§ Task objective
Copy the lines below that contain "wheel".
----------
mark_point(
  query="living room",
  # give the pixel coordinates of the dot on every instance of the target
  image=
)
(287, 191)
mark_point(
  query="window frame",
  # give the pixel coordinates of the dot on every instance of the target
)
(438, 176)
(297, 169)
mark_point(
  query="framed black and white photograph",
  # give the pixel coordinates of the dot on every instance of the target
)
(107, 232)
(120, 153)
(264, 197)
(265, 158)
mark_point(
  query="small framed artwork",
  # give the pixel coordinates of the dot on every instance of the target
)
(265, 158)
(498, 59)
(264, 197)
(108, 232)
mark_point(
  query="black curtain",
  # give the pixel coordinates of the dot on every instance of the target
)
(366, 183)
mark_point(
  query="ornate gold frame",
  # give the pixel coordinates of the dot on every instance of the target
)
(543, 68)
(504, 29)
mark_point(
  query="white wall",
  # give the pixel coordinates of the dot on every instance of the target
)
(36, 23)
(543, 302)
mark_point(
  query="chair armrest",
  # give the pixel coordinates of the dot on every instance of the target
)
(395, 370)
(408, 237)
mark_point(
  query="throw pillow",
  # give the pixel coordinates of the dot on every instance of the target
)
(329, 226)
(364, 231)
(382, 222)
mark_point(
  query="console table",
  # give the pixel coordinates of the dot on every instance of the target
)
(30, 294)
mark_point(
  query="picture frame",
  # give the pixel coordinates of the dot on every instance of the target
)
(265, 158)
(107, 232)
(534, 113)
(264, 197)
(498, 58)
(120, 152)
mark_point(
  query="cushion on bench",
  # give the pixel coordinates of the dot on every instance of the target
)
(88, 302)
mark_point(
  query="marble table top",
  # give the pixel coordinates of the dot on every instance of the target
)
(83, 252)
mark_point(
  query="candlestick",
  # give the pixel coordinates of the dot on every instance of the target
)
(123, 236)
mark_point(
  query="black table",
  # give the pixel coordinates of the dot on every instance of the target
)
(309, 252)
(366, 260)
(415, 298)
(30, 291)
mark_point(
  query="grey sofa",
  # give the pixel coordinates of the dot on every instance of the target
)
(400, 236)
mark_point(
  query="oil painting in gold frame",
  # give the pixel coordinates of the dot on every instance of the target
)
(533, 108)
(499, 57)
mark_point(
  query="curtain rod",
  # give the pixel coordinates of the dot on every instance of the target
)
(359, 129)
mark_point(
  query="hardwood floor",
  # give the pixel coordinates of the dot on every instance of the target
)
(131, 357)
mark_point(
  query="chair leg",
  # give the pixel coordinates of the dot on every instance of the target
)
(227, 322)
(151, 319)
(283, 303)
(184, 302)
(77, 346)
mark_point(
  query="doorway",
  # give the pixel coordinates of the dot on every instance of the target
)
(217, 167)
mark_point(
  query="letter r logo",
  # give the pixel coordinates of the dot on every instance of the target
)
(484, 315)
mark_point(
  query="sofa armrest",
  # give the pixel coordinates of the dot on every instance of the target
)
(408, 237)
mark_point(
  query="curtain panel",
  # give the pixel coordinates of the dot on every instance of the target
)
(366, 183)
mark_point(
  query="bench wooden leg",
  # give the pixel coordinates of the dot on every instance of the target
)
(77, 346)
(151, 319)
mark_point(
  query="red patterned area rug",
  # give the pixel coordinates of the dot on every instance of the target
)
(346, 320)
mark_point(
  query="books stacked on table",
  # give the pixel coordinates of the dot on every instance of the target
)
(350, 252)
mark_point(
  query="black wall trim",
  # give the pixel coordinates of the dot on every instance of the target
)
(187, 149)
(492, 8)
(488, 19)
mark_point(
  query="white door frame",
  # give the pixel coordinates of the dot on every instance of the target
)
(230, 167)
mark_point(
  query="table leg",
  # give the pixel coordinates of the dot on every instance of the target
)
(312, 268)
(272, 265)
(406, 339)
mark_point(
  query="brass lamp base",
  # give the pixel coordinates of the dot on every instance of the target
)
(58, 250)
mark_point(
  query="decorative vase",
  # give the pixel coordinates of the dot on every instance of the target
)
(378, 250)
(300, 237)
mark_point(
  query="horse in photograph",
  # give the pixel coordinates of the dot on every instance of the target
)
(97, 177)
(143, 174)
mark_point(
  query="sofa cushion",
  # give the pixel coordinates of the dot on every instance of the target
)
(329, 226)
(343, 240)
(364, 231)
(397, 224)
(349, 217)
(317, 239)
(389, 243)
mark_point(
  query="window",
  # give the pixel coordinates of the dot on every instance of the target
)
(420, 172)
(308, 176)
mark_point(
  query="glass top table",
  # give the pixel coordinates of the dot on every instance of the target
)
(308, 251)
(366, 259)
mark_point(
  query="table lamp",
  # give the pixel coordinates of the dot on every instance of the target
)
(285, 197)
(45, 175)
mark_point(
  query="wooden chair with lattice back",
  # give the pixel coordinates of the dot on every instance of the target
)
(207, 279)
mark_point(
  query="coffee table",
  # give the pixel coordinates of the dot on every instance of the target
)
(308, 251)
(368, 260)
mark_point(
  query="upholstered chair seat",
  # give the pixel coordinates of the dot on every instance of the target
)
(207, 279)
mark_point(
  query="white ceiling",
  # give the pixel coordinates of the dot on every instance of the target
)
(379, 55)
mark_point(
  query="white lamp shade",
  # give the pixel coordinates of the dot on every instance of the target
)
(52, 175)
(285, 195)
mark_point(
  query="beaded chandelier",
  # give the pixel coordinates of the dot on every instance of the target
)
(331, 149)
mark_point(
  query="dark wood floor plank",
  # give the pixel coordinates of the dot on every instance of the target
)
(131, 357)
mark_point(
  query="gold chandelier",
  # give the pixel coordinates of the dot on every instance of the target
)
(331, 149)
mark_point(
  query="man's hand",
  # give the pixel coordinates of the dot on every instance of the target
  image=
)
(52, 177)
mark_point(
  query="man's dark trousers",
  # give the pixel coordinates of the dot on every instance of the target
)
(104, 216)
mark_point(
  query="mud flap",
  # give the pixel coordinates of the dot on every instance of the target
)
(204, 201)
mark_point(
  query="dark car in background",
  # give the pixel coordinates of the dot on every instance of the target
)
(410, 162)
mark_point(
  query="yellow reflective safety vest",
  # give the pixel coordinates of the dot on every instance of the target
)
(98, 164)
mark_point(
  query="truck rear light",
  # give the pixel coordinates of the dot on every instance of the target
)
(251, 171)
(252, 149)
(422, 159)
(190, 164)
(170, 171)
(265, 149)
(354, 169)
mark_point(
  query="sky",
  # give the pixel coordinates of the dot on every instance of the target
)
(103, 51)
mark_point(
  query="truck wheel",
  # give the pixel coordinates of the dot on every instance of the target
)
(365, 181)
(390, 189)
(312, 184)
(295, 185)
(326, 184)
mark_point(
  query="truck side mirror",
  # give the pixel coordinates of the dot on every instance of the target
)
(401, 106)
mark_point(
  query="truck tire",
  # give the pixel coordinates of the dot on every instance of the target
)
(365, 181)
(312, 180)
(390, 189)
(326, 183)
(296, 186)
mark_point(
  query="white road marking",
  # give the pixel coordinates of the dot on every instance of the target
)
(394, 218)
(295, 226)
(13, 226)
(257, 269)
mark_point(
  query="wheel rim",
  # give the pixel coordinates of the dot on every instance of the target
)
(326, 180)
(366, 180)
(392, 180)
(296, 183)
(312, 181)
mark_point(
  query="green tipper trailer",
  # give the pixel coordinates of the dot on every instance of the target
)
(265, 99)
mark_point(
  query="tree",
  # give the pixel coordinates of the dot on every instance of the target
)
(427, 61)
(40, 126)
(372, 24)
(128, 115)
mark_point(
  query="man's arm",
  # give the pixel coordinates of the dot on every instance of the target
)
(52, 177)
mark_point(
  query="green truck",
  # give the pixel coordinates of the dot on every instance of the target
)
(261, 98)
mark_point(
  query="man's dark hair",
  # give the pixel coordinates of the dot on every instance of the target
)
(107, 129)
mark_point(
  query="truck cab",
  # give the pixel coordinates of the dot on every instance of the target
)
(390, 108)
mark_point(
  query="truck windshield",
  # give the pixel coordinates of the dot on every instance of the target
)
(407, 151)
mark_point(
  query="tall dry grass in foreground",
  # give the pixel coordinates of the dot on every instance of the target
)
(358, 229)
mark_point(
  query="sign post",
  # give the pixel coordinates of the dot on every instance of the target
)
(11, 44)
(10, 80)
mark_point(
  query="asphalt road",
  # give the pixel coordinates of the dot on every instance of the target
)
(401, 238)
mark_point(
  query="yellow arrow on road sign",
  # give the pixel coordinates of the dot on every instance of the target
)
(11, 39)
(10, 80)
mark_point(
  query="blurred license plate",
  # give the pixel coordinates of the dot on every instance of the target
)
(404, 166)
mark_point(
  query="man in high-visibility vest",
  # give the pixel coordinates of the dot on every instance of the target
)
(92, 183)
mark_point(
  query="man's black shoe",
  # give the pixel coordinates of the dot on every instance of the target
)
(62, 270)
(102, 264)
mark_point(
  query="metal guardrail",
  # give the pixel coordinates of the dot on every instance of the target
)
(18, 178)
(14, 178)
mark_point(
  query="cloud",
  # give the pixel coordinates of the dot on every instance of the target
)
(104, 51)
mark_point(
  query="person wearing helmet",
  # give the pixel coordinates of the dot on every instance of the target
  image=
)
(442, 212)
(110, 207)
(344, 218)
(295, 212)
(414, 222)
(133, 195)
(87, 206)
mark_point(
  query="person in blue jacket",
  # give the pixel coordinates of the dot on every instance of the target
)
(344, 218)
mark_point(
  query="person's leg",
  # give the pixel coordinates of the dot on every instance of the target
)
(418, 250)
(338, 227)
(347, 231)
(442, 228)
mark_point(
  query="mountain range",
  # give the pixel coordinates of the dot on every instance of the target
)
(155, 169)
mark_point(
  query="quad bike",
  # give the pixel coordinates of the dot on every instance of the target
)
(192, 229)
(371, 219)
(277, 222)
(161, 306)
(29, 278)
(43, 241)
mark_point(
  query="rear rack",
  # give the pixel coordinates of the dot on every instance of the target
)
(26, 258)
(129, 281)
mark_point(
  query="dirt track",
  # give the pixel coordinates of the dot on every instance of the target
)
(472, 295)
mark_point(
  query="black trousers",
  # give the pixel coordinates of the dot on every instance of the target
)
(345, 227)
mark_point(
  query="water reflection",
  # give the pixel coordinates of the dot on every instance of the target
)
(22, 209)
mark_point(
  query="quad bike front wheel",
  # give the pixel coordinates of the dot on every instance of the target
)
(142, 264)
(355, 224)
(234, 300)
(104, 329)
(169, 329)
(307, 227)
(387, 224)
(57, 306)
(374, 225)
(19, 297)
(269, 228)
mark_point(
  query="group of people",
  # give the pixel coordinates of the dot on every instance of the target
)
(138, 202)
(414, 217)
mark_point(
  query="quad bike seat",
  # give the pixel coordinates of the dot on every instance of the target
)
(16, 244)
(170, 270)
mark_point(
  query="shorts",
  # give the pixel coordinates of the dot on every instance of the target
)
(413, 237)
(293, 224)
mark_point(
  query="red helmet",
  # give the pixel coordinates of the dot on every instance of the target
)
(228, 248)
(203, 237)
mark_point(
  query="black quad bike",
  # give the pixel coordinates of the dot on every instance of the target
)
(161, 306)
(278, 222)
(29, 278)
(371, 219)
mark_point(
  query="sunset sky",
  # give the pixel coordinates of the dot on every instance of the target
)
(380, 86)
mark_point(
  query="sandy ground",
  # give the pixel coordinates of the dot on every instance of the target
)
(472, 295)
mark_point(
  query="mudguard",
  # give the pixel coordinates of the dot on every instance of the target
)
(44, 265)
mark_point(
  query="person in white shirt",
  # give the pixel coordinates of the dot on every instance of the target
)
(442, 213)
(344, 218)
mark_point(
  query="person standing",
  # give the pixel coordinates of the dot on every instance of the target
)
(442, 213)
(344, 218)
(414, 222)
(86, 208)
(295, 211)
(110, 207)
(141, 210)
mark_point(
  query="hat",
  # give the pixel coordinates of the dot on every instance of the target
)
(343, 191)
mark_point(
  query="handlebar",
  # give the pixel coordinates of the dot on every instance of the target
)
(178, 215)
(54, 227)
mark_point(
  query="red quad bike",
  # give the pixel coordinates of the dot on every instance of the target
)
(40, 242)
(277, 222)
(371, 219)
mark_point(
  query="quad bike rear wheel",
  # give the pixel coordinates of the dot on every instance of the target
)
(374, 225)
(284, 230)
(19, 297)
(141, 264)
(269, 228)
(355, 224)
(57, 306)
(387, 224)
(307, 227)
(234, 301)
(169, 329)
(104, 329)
----------
§ Expected answer
  query="truck wheel",
  query="wheel rim",
  query="quad bike front wheel",
  query="quad bike rear wheel",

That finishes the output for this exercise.